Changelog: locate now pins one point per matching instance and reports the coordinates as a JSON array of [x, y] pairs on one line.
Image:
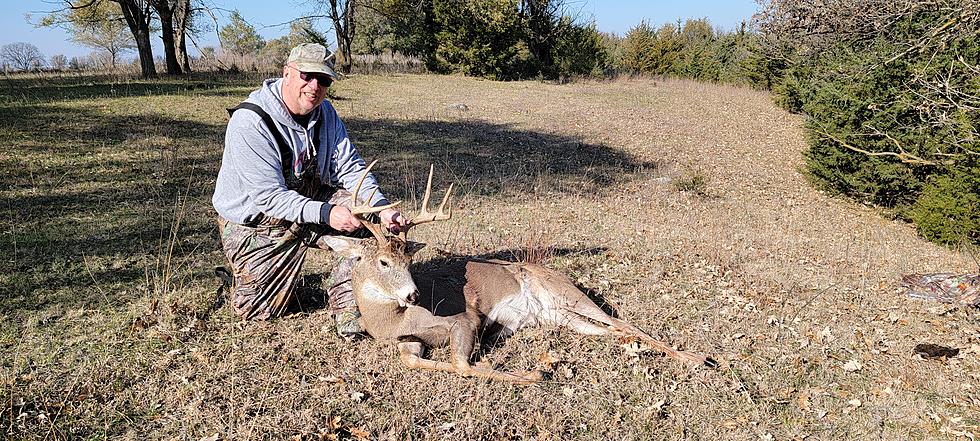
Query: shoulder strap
[[285, 152]]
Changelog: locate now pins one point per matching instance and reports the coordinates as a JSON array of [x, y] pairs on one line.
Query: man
[[284, 182]]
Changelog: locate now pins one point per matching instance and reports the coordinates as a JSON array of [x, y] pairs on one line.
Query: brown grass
[[782, 284]]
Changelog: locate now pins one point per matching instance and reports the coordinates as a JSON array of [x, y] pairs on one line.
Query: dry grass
[[782, 284]]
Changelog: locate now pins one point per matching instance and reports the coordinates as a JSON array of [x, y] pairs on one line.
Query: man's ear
[[413, 247], [345, 246]]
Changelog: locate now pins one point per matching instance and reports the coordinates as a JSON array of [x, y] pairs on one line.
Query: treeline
[[891, 89], [526, 39], [892, 95]]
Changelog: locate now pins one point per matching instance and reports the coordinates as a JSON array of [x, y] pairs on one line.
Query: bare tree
[[139, 15], [59, 62], [342, 14], [22, 56], [98, 24]]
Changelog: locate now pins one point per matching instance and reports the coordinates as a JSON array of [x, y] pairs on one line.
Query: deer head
[[381, 268]]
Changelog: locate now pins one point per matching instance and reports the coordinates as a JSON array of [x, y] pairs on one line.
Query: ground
[[682, 205]]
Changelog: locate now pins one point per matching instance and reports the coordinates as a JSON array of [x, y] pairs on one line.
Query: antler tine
[[425, 215], [357, 209], [361, 211]]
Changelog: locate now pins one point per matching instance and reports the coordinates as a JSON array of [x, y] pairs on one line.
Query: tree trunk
[[166, 15], [182, 15], [138, 15], [342, 15]]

★ ★ ★ ★ ★

- Instructions to follow: Without any of the pictures, set the entries down again exactly as written.

- Written solution:
Changelog: locate now pins one point per matching instance and reports the coordinates as a JSON array of [x, y] pairs on one line.
Image:
Query: shoulder strap
[[285, 152]]
Changelog: locate now pins one point per matching instance and reports the coordinates as a JSON array of [x, y] pairs on one line.
Query: man
[[284, 182]]
Changelog: locate now pins one point per matching instance and reports the coordinates as a JSON array of [x, y] pairs on one line.
Query: brown grass
[[782, 284]]
Changelog: locate now pins one point per matching instance and reports the coordinates as a JSON array of [x, y] pairs on one line.
Query: dry grass
[[782, 284]]
Changelog: locate now pins one point per matching instance and reports the coordinates as a JSON array of [x, y] pairs on one line.
Query: man's ear
[[413, 247], [345, 246]]
Changelog: locate now pins one point per matching instance and reports the coordinates as a JSON array of [x, y] pairs on one line.
Query: treeline
[[891, 89], [526, 39], [892, 95]]
Changelog: locate now pins one point per matching instance and reports the coordinates as a JSON array of [x, y] pairs on one line.
Query: bare tree
[[139, 15], [59, 62], [342, 14], [22, 56], [98, 24]]
Changelog: locate now pins one point per matching instance and reports the coordinates as a JSON array of [x, y] pairs on one line.
Query: deer head
[[381, 268]]
Changelog: locate now pins one point per matching instance and reports the coordinates as a JSON array of [x, y] pairs on one line.
Query: ground
[[682, 205]]
Changelog: locate now pins one point per matching instance and reports the coordinates as a JSON array of [x, y] pairs on one line.
Query: antler tine
[[425, 215], [357, 209], [361, 211]]
Changelog: locate now pins one point per matching instance and reports the coordinates as a JSON array of [x, y] pairs on one line.
Query: tree trunk
[[166, 15], [182, 15], [138, 15], [342, 15]]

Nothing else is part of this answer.